:: Passage provided ::

##############################

The model has other equations imposing equilibrium in product and factor markets, intermediate input use, savings and investment equilibrium, and trade relations with the rest of the world. These are not described here due to space constraints; the approach follows standard applied general equilibrium conventions such as those in Löfgren, Harris, and Robinson (2001) and the studies cited therein.
In addition to providing a baseline measure of the economy against which to make comparisons, we use the SAM to calibrate most model parameters. During calibration, all prices in the model are set to unity and the base-year factor levels of SAM flows are substituted into the model as equilibrium values of model variables. (This process is similar to maximum likelihood estimation with one observation.) The model also contains a number of exogenous parameters; these are set at values based on econometric estimates or for which there is a consensus value in the literature (Waters, Holland, and Weber, 1997; Löfgren, Harris, and Robinson, 2001; Reimer, Zheng, and Gehlhar, 2012; Reimer, Weerasooriya, and West, 2015).
One aspect for which this study generated new econometric evidence is the demand system parameters. The model's linear expenditure system was estimated using 4,986 observations from the Consumer Expenditure Survey of the Bureau of Labor Statistics for 2008-2011. Table 2 reports actual expenditure shares across household groups. Expenditure shares for necessities such as food at home, utilities, and health decrease with income. However, the expenditure shares for services increase with income.
Space constraints prohibit a full reporting of the estimating equations and model results, but Table 2 presents the estimated expenditure elasticities. For sake of comparison, we also estimated and reported a linear approximate almost ideal demand system (Deaton and Muellbauer, 1980) using the same data. Results are largely consistent across the two demand systems. Since the demand system was estimated for nine aggregated sectors, the results had to be allocated to the disaggregated sectors as appropriately as possible. We used additional results from Reimer and Hertel (2004,2010) and Meade et al. (2014) for sectors that otherwise had incomplete information. The model code has a full representation of the estimates used.

##############################

:: Available data ::
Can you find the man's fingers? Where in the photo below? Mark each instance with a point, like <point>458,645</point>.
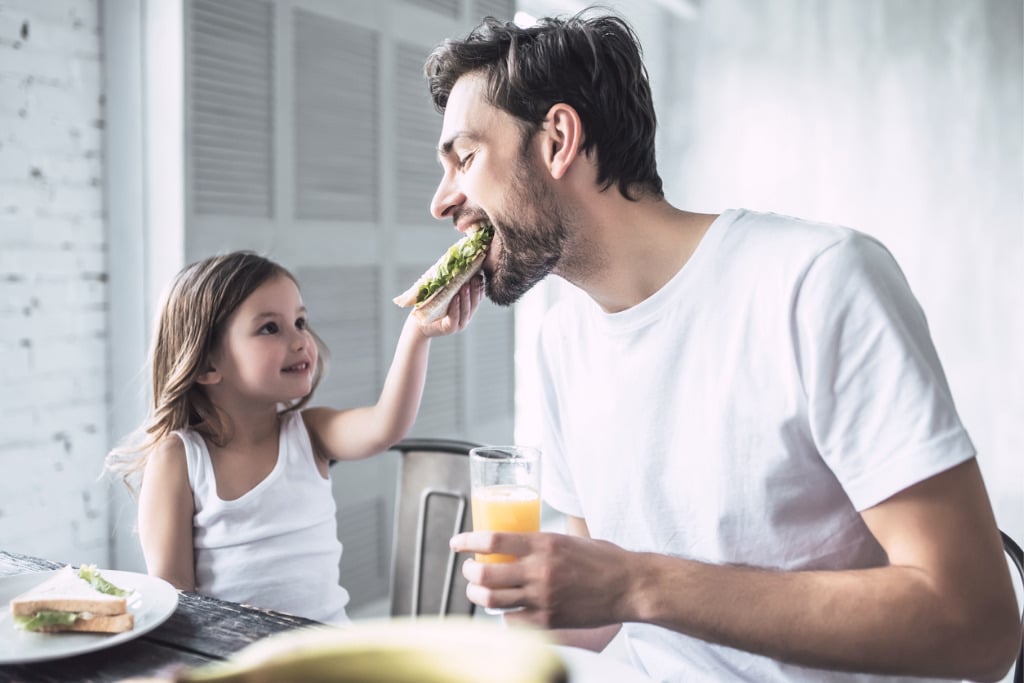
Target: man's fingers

##############################

Write out the passage above on the model's calibration and demand system from "The model has" to "studies cited therein.", word for word.

The model has other equations imposing equilibrium in product and factor markets, intermediate input use, savings and investment equilibrium, and trade relations with the rest of the world. These are not described here due to space constraints; the approach follows standard applied general equilibrium conventions such as those in Löfgren, Harris, and Robinson (2001) and the studies cited therein.